[Bounding box annotation entries]

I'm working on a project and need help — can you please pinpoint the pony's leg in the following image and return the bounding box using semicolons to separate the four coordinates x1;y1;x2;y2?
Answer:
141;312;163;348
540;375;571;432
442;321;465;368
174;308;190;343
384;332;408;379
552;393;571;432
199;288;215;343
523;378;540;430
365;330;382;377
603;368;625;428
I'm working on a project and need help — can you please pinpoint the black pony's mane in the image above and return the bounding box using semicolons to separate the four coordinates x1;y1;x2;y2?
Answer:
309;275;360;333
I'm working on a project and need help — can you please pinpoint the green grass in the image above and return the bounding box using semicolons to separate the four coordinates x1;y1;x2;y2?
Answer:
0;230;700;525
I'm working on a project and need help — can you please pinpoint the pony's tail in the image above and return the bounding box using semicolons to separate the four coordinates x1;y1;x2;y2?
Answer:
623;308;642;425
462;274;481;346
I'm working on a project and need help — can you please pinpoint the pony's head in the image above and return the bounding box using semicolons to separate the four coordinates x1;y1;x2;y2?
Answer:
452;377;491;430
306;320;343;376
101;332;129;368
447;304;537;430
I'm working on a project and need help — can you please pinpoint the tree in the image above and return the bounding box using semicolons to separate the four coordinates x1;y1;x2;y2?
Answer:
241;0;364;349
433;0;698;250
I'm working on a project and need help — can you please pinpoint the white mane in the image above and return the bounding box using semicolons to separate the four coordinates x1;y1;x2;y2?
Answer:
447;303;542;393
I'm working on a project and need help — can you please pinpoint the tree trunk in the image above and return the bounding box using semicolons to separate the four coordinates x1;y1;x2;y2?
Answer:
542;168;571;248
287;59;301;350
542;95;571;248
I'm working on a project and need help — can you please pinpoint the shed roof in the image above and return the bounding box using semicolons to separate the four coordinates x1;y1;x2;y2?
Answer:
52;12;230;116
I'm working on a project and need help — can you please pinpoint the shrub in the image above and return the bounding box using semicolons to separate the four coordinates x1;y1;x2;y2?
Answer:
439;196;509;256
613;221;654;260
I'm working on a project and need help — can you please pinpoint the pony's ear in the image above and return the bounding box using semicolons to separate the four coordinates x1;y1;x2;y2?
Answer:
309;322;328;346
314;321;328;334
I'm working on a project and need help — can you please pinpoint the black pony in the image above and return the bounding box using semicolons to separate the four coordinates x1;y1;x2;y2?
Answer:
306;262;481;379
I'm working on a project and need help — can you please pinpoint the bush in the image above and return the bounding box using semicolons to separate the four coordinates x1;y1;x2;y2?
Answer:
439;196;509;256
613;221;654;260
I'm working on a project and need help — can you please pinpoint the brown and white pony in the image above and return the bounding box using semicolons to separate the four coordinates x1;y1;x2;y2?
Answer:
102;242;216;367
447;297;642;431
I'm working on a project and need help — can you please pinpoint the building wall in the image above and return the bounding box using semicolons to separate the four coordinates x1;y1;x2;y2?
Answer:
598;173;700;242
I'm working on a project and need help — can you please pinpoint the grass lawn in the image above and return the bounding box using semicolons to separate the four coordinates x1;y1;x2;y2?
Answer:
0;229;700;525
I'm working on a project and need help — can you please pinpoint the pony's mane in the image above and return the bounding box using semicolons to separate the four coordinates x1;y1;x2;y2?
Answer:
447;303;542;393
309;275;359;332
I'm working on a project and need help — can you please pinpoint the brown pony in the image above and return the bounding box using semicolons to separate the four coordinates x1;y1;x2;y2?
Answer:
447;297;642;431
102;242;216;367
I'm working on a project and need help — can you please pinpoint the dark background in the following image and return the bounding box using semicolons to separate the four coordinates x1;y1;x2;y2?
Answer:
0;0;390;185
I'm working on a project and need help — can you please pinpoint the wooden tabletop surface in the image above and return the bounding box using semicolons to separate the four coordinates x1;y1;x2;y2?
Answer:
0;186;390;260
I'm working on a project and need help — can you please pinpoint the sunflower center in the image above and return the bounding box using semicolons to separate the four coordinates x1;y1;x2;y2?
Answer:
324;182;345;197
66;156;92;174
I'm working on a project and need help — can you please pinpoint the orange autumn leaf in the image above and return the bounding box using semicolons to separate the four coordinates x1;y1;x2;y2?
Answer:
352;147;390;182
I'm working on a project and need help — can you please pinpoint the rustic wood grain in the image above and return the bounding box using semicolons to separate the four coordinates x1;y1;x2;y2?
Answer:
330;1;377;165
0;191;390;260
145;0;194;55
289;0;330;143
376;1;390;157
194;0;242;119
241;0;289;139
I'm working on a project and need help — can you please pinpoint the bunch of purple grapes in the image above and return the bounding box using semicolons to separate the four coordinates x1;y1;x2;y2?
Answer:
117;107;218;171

* TO BE DONE: Put the lines starting at the beginning of the entries and ending at the line that contains "442;321;465;368" into a JSON list of strings, one string per line, leaving out blank lines.

* EXERCISE OUTPUT:
[
  "I'm working on a project and need help — can you please pinpoint the pony's leg in the following image and return the bounding box using semicolons to separate the four coordinates x1;y1;x2;y2?",
  "Answer:",
  "141;312;163;348",
  "540;375;571;432",
  "442;321;465;368"
]